*Aim of the task*
Copy exactly the lines of the material below that run from the one containing "Target: distant vehicle" through the one containing "of the round". Copy no other lines.
Start of Working data
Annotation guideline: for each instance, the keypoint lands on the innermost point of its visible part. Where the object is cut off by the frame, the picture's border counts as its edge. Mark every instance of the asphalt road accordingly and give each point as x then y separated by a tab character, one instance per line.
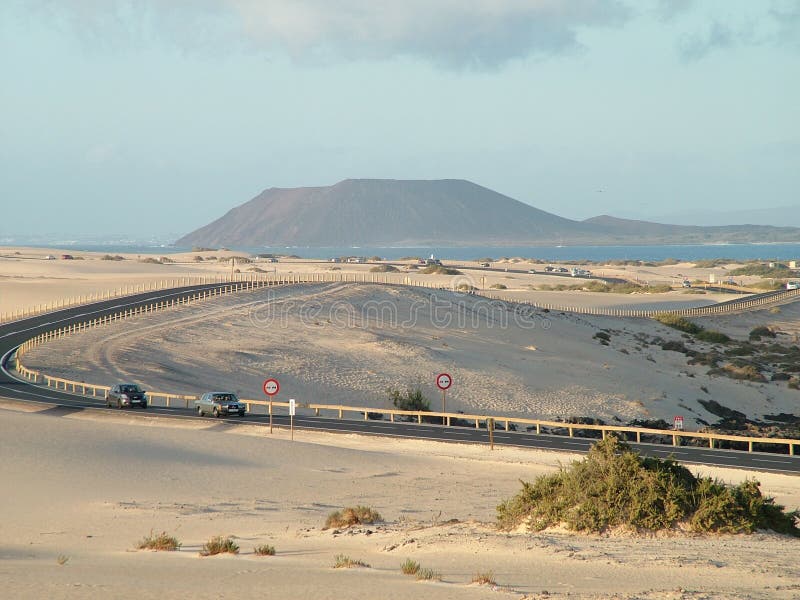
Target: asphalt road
61	403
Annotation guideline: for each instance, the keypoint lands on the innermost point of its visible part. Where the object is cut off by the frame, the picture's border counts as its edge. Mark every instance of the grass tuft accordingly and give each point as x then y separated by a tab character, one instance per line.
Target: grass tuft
264	550
428	575
161	541
484	578
347	517
410	567
614	486
219	545
342	561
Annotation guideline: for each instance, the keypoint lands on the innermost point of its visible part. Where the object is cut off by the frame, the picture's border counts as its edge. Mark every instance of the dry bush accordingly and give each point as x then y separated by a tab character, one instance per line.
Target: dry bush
347	517
219	545
161	541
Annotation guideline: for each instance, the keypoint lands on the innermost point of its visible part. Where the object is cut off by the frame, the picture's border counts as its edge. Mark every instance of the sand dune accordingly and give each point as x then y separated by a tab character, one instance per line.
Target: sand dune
88	485
347	344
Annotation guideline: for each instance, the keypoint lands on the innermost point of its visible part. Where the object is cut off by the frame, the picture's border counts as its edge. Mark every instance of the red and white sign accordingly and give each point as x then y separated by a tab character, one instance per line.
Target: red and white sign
271	387
443	381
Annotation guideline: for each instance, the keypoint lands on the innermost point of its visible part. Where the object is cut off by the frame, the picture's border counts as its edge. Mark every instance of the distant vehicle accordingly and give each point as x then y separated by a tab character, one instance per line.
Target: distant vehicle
219	404
126	395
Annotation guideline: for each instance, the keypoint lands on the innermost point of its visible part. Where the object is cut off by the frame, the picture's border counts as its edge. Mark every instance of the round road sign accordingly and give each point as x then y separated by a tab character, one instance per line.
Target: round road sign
271	387
443	381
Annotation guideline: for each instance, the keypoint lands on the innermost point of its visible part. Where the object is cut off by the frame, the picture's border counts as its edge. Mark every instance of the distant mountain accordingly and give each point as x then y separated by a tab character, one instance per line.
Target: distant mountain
380	212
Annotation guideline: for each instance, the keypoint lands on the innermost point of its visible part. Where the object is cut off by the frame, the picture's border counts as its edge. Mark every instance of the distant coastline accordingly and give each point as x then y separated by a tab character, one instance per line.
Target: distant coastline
656	252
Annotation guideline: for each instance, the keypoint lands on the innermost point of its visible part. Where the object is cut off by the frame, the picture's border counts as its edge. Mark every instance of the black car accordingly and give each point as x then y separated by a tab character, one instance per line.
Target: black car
126	394
219	403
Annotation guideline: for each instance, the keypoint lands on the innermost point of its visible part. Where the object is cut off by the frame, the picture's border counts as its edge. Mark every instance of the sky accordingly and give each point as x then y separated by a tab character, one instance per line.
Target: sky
154	117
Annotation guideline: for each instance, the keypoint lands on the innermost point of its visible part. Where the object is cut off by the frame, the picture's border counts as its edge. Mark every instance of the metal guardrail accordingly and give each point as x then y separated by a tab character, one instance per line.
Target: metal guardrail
341	410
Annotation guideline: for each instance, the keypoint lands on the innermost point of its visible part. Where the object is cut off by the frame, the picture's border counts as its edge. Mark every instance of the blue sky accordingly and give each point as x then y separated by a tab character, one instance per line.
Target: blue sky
157	116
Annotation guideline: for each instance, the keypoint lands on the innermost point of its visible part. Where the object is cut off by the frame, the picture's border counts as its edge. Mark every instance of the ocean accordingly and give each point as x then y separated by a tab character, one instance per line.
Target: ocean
782	252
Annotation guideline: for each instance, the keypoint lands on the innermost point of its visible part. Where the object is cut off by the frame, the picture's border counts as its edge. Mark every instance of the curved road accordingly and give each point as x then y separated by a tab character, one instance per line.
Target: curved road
61	402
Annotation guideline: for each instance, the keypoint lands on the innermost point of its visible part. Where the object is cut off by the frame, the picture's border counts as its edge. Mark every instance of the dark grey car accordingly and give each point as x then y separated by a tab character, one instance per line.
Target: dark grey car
126	395
219	404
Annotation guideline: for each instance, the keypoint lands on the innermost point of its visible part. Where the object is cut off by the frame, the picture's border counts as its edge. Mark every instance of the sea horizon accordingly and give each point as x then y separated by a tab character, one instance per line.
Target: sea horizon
595	253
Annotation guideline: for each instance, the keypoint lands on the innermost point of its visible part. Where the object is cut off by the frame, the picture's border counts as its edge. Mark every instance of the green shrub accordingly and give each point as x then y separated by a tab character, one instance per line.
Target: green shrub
484	578
614	486
712	337
428	575
342	561
160	541
762	270
409	567
411	399
677	322
219	545
758	332
264	550
347	517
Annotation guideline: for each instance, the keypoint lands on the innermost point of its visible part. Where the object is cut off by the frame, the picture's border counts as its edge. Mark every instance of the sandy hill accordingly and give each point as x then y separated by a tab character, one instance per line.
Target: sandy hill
377	212
347	344
383	212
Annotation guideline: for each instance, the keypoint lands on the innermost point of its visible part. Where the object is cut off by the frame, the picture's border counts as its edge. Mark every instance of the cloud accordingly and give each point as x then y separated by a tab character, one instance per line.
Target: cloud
776	24
668	10
450	33
694	47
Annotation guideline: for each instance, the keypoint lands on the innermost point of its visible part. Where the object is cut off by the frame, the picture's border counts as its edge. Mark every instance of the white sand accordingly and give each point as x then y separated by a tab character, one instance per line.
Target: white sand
88	486
347	344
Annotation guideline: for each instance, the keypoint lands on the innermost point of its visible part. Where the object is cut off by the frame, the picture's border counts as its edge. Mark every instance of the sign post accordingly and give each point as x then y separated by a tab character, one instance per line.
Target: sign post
271	388
292	410
443	382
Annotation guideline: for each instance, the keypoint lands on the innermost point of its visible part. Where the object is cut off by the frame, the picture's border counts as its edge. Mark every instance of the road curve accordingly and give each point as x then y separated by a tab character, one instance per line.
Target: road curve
62	402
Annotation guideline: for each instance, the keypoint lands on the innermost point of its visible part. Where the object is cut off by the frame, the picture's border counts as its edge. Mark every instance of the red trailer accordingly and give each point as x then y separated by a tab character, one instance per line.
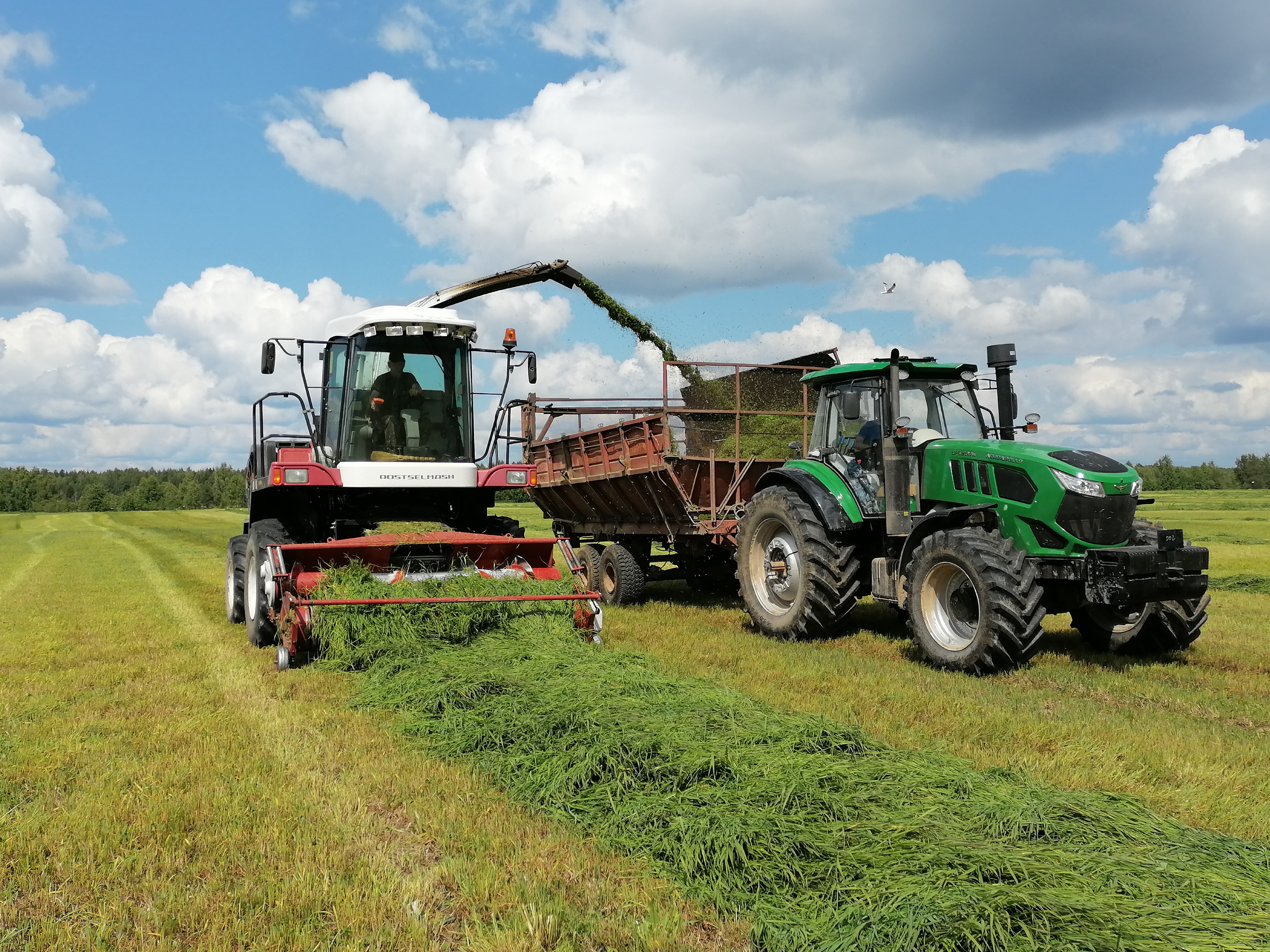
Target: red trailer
665	483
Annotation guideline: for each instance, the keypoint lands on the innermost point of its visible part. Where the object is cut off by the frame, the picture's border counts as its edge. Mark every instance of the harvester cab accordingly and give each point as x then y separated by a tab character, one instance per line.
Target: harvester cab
389	436
915	492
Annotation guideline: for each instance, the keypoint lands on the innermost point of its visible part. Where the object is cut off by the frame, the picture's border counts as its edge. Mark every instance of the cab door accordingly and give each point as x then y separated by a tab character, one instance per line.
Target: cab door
335	374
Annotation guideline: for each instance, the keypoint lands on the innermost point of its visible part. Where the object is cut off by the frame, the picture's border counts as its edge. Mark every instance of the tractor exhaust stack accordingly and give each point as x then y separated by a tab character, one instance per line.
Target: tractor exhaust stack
1003	359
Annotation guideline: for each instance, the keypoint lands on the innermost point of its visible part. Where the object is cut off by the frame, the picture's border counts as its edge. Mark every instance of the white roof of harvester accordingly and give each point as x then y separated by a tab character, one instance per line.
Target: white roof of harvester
389	315
427	312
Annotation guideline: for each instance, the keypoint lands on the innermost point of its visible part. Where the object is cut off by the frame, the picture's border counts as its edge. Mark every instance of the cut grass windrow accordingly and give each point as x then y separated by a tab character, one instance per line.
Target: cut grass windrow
825	838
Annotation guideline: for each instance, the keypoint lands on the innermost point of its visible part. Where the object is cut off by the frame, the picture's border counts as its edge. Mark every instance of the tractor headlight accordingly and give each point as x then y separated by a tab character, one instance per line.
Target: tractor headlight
1086	488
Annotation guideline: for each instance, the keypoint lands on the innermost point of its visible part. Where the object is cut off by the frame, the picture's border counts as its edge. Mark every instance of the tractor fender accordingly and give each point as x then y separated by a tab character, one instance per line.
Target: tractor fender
944	520
827	508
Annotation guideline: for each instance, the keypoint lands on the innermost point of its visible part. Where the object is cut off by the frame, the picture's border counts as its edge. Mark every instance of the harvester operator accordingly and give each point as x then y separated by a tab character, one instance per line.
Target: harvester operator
392	394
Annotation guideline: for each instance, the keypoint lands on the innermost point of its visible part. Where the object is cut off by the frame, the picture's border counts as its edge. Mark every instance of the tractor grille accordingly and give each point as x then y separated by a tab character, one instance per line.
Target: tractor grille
1100	522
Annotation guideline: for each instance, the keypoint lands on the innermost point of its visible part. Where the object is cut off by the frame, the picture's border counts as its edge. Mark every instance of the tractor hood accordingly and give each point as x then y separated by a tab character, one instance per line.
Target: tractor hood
1117	478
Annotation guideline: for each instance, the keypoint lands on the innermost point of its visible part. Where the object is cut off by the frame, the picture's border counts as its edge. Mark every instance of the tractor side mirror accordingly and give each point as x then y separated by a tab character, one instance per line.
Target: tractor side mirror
849	404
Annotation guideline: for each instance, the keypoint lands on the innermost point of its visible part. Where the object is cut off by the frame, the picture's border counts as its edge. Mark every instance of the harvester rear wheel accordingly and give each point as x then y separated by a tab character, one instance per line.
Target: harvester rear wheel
973	602
1154	629
796	583
622	577
236	572
261	630
590	558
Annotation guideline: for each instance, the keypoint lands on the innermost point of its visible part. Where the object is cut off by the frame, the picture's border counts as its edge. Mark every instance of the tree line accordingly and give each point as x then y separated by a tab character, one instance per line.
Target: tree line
25	491
1250	472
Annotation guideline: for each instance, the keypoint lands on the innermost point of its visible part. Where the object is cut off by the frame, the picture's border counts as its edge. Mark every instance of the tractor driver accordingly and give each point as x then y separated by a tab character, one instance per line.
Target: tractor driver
392	394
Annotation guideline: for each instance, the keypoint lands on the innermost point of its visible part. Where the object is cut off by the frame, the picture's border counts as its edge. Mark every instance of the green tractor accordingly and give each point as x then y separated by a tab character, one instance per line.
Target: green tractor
912	492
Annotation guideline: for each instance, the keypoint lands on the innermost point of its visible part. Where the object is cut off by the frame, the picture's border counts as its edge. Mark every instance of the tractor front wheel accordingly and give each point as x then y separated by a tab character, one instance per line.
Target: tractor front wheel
973	602
796	583
261	630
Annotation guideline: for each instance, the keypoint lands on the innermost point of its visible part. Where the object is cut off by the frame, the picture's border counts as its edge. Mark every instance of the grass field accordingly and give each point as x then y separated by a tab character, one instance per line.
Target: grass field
161	786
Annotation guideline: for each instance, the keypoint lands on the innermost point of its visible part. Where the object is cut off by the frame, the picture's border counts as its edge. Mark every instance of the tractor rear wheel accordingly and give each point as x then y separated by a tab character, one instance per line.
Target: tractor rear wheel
590	558
622	577
796	583
236	572
973	602
261	630
1153	629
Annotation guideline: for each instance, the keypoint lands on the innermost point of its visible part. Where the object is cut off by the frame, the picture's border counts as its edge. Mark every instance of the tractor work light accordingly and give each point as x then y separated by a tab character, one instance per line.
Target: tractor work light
1075	484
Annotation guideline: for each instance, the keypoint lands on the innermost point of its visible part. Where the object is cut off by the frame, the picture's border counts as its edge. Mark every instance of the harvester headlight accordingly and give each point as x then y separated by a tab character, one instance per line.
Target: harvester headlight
1076	484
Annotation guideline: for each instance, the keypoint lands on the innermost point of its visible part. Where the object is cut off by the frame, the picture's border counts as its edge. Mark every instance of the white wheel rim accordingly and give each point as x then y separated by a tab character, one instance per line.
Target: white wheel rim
253	590
775	568
229	585
951	607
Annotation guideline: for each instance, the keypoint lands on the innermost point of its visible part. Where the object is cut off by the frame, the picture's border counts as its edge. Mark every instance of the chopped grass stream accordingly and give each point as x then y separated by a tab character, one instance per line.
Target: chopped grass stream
824	837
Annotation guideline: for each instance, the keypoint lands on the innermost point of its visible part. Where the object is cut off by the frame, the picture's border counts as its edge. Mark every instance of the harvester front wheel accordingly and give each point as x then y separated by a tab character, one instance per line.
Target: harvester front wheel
622	577
236	572
261	630
590	557
973	602
796	583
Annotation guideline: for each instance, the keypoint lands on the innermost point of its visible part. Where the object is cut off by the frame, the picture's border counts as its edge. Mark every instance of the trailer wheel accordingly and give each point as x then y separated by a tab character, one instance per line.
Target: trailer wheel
796	583
590	558
236	571
622	577
261	630
975	602
1154	629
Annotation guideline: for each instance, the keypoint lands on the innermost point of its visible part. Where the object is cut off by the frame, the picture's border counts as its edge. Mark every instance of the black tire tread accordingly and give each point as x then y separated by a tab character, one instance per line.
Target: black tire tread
632	577
1014	610
832	577
267	532
236	569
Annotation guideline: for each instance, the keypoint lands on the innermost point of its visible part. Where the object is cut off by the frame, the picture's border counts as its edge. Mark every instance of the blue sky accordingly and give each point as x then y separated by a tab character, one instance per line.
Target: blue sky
942	154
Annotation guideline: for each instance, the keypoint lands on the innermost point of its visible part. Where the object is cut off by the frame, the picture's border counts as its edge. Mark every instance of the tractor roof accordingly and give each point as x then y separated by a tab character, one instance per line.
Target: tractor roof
916	367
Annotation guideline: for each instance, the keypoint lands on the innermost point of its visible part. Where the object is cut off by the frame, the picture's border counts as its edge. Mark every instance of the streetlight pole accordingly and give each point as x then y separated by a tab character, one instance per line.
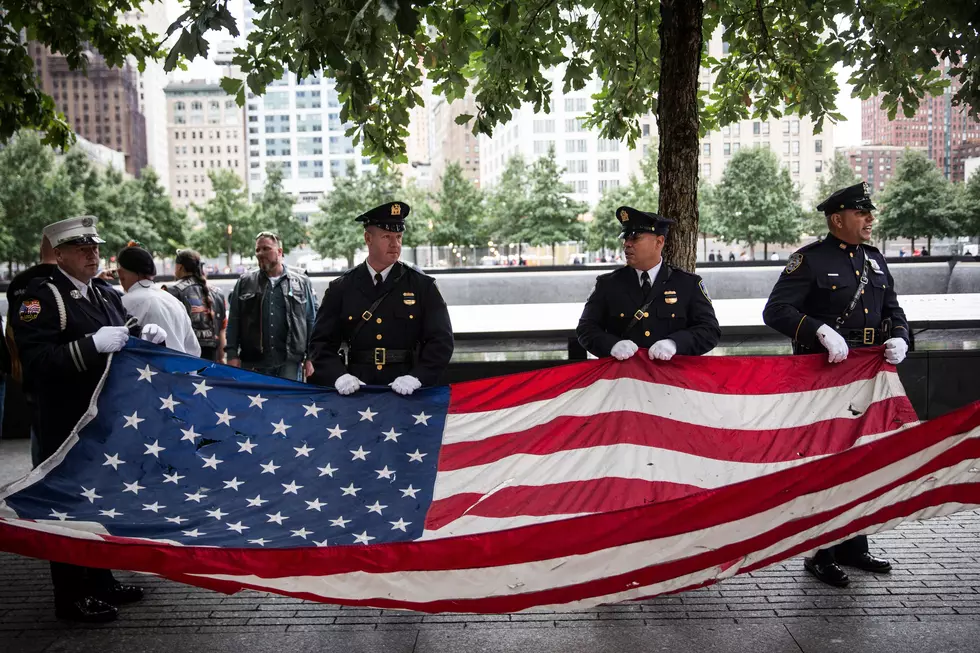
End of Working data
*Answer space*
Target: distant vehicle
219	404
126	395
Annotation guideline: for each instance, the keypoint lands on the innermost point of its visible part. Where the object is cut off by the frame, the picture's border counts as its edge. Mark every instance of the round road sign accordingly and give each point as x then y separated by a tab character, one instance per line.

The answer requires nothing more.